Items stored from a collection

——

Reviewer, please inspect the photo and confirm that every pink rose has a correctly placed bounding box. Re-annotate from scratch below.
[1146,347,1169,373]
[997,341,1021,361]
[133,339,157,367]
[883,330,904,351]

——

(GIVEN INSTRUCTION): Please retype the rows above word for word, keeping every line unchanged.

(COMPLETE ANSWER):
Reviewer, please inspect the photo and confirm that every pink rose has a correctly placed bounding box. Re-annotate from scratch below.
[1146,347,1169,373]
[997,341,1021,361]
[133,339,157,367]
[883,330,904,351]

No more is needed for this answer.